_Page extract_
Clickhouse: Statistics improvements

Created on 29 Nov 2016  ·  16Comments  ·  Source: ClickHouse/ClickHouse

I think it'd be a little useful to send statistics in the HTTP header with the response (regardless of the FORMAT given).

Stats are currently sent only for JSON, JSONCompact and XML formats. It would be useful in some cases to get the stats while using format like TabSeparated or CSV.

Something like that:

$ curl -i "http://127.0.0.1:8123/?query=SELECT+*+FROM+system.numbers+LIMIT+10+FORMAT+Null"
HTTP/1.1 200 OK
Date: Tue, 29 Nov 2016 12:25:20 GMT
Connection: Keep-Alive
Content-Type: text/plain; charset=UTF-8
Transfer-Encoding: chunked
X-ClickHouse-rows: 10
X-ClickHouse-rows-before-limit-at-least: 10
X-ClickHouse-statistics-elapsed: 0.000107524
X-ClickHouse-statistics-rows-read: 10
X-ClickHouse-statistics-bytes-read: 80

Also, would it be OK to include query's memory usage to the stats?

comp-http enhancement

Most helpful comment

I had exactly the same question, but it makes sense that the stats are only available at the end of the response.

I would like to vote for the Third option to use a trailer but only enable it when you specifiy a optional query parameter. e.g. &withTrailerStats so that client that do support it can enable it. Make a great usecase for streaming clients to collect some stats about the queries

All 16 comments

About statistics: good idea in general, but I already had some considerations about it.

  1. Statistics are known only at end of query execution. But at end of query execution, we could have already sent some data to client. There are "streaming" queries, when data is output when it is read from a table. And even for queries with GROUP BY, in case of large cardinality, result will be prepared and sent in multiple pieces.

Several solutions possible.

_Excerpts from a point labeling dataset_
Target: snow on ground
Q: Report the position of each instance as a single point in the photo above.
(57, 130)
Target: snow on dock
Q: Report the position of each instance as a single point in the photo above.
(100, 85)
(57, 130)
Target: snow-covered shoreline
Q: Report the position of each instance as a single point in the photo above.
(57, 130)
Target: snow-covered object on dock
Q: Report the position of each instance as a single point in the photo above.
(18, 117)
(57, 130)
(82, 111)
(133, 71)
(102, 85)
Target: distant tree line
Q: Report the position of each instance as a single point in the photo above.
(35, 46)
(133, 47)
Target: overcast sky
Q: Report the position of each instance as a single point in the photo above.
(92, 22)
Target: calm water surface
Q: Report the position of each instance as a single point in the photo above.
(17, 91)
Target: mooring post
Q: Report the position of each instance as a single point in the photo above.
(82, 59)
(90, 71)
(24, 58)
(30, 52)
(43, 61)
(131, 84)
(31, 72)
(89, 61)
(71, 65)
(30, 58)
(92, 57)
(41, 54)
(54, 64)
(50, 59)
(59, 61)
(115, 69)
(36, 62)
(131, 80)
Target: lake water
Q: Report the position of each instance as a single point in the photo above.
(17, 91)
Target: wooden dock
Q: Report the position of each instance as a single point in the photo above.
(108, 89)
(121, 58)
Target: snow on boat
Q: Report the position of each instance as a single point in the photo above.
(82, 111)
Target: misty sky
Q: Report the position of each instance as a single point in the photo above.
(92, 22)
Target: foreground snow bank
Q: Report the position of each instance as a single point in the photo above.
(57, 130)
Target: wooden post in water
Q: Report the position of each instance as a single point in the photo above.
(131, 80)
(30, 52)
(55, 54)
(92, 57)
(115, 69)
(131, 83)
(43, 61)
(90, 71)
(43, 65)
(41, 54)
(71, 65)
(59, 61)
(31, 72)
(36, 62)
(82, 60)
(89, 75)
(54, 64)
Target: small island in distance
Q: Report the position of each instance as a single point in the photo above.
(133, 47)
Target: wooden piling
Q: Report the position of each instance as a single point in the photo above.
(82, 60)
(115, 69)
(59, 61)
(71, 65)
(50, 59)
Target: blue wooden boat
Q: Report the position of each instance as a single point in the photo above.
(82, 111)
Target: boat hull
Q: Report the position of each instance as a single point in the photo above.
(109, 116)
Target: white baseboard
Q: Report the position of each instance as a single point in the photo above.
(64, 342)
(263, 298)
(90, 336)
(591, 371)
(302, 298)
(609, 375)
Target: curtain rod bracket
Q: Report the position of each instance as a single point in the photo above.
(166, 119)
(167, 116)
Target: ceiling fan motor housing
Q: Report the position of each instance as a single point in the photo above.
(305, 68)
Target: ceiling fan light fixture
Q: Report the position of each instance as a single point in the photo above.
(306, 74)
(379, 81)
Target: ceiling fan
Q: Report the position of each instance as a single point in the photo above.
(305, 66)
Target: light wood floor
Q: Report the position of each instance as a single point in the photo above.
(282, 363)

_Stated task A_
Translate this sentence from the ClickHouse statistics thread into Spanish: "Stats are currently sent only for JSON, JSONCompact and XML formats."
_Stated task B_
Pull out every line of the entries that contains the word "snow".

_Task output A_
Actualmente, las estadísticas solo se envían para los formatos JSON, JSONCompact y XML.

_Task output B_
Target: snow on ground
Target: snow on dock
Target: snow-covered shoreline
Target: snow-covered object on dock
Target: snow on boat
Target: foreground snow bank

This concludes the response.